This discussion has been locked. The information referenced herein may be inaccurate due to age, software updates, or external references.
You can no longer post new replies to this discussion. If you have a similar question you can start a new discussion in this forum.

Initial ping (discover) works.. then fails. OK from Orion host OS

Hi all,

Does Orion NPM do anything special with their ICMP polling?  We are monitoring remote locations over MPLS and everything is working.... except one device.  The device initially discovers and the initial ICMP only poll works.... then it stops working.  Pinging the same IP from the Win2008 R2 that Orion runs on works fine.  Netflow on the router the device is connected to show traffic in and out when pinging from the OS.  It only shows traffic in when attempting a poll from Orion???

  I initially thought it was IPS on the device we are polling that was denying the echo-reply back to our orion host.  However pinging from the OS works so I am not so sure.  That is, unless Orion doesn't use just a standard echo when doing its polling?  We have confirmed the issue is not related to packet size or TTL.  Any ideas why Orion could initial discover/ping and pings from the OS work, however, NPM polls are not responded to by the device?

  We are able to monitor the switch port the device is connected to and it shows as up...  The only anomaly I can see is that the connection to the switch is half-duplex?  Is that a clue at all?

  Any ideas appreciated.  Thanks in advance.

--

Colin

Orion Core 2012.1.1, SAM 5.2.0 SP1, NPM 10.3.1, SEUM 1.5.1, IVIM 1.4.1

  • Did you ever resolve this issue? I have the exact same problem with about 10 taclane encryptors. I can ping the devices from my server (2k8 r2) and the initial ping from Orion works then it times out. I have nothing in my logs indicating an ACL blocking it. Plus! the fact that I can ping it from my server?????

  • When you ping manually, what is the response time? Could be a timeout issue which can be set from the polling settings

  • it is anywhere between 1-8 ms and it's a 32 byte ping. I have played around with the ping packet and set it everywhere from 0 to 32 bytes and as aggressive as 10 second polling to 4 minute polling. The device in question is a taclane however, I can ping it from anywhere in the network and my firewall guys are pretty cool so my Solarwinds server is wide open. (no external connectivity though)

## DATA LISTING
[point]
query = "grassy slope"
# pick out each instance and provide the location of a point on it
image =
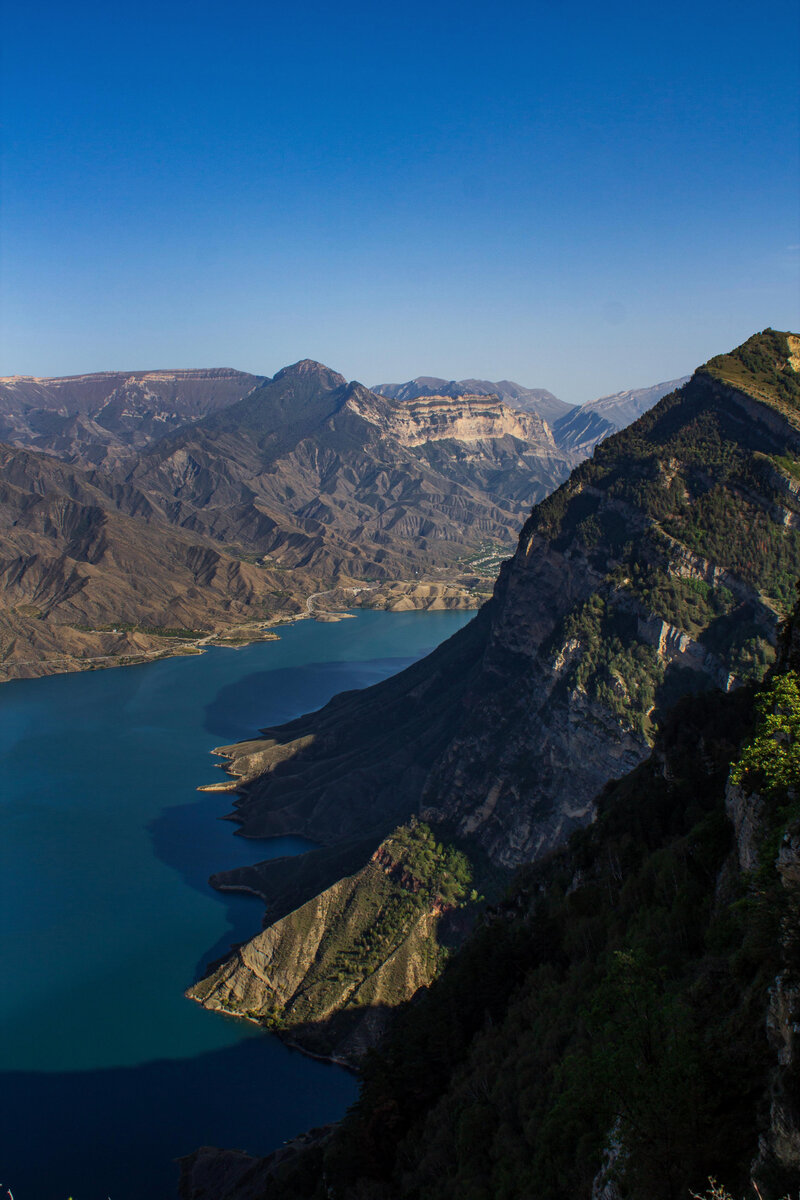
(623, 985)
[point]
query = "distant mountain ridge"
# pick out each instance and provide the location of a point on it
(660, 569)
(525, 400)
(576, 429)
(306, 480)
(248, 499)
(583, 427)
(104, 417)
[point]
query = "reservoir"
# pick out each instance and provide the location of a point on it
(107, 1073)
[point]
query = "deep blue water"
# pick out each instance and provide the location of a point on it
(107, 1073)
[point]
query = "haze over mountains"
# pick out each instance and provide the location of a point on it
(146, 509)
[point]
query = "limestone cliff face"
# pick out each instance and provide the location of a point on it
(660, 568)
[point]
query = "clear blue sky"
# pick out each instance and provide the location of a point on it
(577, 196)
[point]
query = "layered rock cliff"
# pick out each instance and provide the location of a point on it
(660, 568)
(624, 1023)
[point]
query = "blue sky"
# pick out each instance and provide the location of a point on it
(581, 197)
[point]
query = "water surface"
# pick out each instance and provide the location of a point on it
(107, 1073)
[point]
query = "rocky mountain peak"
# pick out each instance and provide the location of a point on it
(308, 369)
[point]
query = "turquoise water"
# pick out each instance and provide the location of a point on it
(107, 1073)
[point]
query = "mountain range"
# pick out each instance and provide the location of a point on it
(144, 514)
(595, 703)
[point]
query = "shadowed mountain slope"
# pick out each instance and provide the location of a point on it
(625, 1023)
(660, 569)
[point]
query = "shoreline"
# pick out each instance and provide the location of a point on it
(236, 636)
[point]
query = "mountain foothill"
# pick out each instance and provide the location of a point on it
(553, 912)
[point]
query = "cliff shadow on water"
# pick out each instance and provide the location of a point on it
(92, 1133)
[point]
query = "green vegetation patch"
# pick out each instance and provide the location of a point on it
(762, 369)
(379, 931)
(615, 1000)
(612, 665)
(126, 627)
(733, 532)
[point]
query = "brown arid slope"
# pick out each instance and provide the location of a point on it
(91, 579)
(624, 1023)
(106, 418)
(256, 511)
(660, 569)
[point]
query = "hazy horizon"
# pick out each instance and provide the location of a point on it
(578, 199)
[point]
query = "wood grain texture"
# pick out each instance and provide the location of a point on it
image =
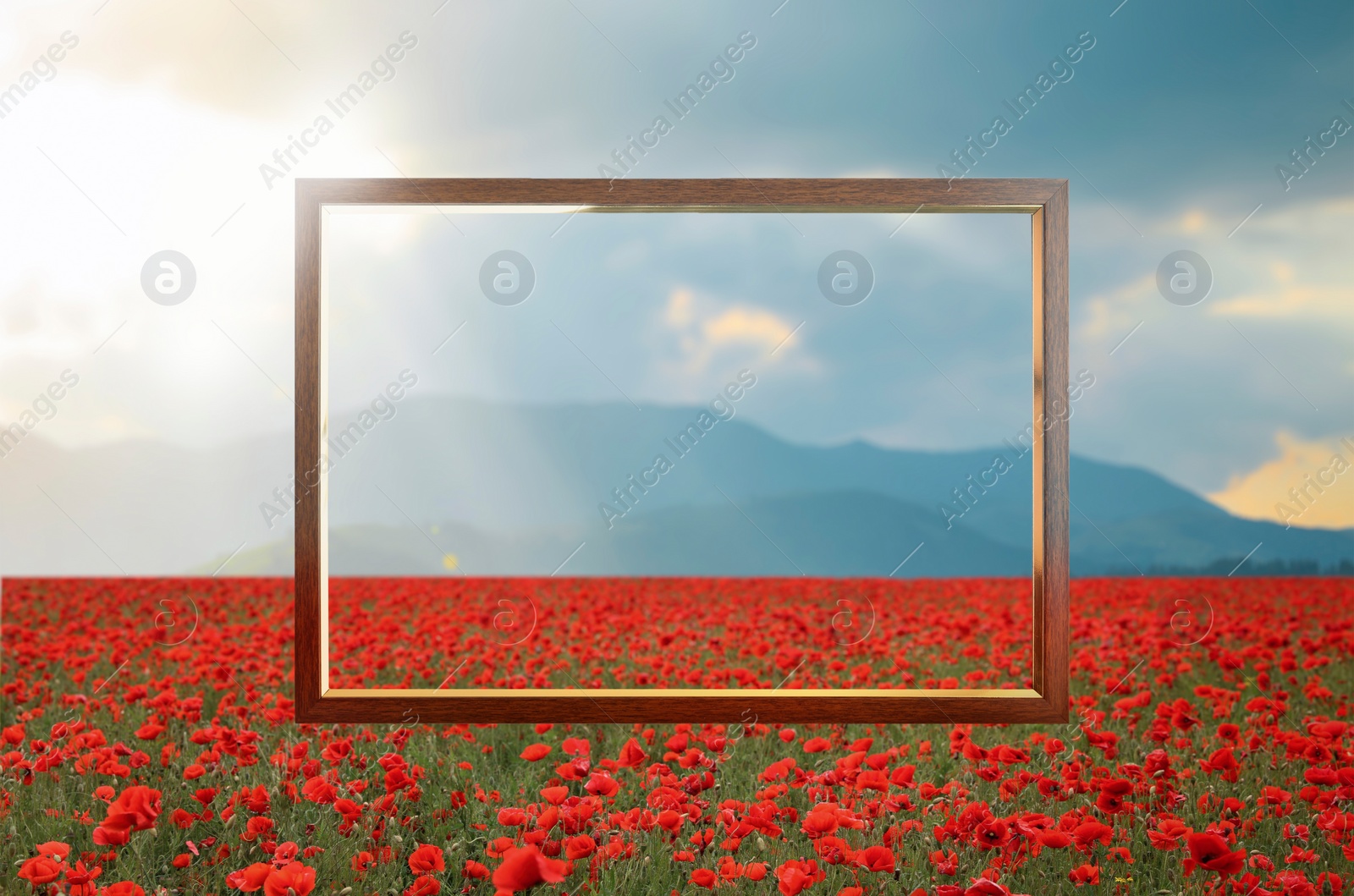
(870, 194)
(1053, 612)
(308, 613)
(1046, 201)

## INSTRUCTION 1
Answer these questions from the forum thread about Orion ping failures, one answer per line and marked the same way.
(a) On what operating system does Orion run, according to the original post?
(b) What anomaly did the original poster notice about the device's connection to the switch?
(c) About how many taclane encryptors does the later reply say have the same problem?
## INSTRUCTION 2
Write the next part of the forum thread about Orion ping failures, picking up after its final reply.

## EXERCISE RESULT 1
(a) Win2008 R2
(b) The connection is half-duplex.
(c) About 10

## EXERCISE RESULT 2
  • We never did find a solution and simply stopped monitoring the device but instead watch the port on the switch that the device is connected to.  We didn't hook up wireshark or other protocol analyzer but assume that there is something different in the way that the poller packet is structured vs packets on initial discovery and or packets from the host OS.

    This issue was over a year ago for us and we have gone through a couple Orion upgrades so will test again with our latest version and update this ticket as to how it goes.  Thanks for the reminder...

    If the issue is still occuring, my underlying question would be, what is different in ICMP sent by the poller vs the ICMP that is sent on initial discovery?  As mentioned, when it doesn't work, we see the traffic going to the endpoint device but not returning....  So something in the poller packet seems to confuse the endpoint device to the point where it won't even respond?

  • Agreed. I have nothing in my logs showing icmp being blocked and like I said I can ping it from the server itself all day long so something has to be screwy. I'll keep digging and see if I can pin point it. To date I've added a lot of devices that I didn't think I would be able to so maybe I'll get lucky! Thanks for the heads up.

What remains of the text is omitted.